Exercise directions
Scale the listing below by copying out every line, requests included, with each pixel coordinate in the answers multiplied by 2.6 and rounded to the nearest whole number, halves rounding up. Leave the numbers in the requests and in their format samples unchanged.

Available data
◆ ◆ ◆
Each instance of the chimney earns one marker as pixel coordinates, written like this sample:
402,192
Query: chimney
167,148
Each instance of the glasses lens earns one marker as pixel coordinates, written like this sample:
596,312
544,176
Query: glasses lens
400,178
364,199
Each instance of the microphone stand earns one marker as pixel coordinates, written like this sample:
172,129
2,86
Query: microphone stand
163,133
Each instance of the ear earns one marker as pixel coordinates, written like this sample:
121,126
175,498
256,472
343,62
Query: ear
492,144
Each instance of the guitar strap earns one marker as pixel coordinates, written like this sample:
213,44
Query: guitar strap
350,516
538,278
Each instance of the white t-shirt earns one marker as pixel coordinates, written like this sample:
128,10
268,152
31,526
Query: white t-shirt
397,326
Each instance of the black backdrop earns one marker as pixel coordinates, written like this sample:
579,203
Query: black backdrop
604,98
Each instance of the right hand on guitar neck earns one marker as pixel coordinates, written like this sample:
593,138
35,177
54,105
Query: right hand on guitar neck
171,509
◆ ◆ ◆
Completed task
Each instance of the chimney earns one marker as pixel coordinates, written like this sample:
402,192
Query: chimney
434,385
Each instance of the glasses lens earns one marker as pixel coordinates, written like this sample:
596,312
544,176
Query: glasses lens
1040,463
946,517
Each instance of the microphone stand earns one marker as pixel coordinates, written like this sample:
172,129
2,86
Query: microphone stand
424,346
Each instance of the ear earns one marker as pixel coordinates, written like this sample:
121,126
175,498
256,472
343,62
Query: ear
1279,374
Each instance of the guitar strap earns one marker as pixel coordinates, written like this sample:
213,44
Query: guitar strap
910,1342
1399,723
Each instance of the white t-shirt earns one marker as pixel coordinates, written like this sample:
128,10
268,152
31,526
Query: white t-shirt
1032,848
Each instance of the black backdrop earns one marker as pixel coordinates, written like this sample:
579,203
Query: black backdrop
1570,255
Each instance of the right hand on guitar neck earns one marker as pixel coordinates, written like this sample:
593,138
35,177
54,105
Query: right hand on guitar neck
445,1323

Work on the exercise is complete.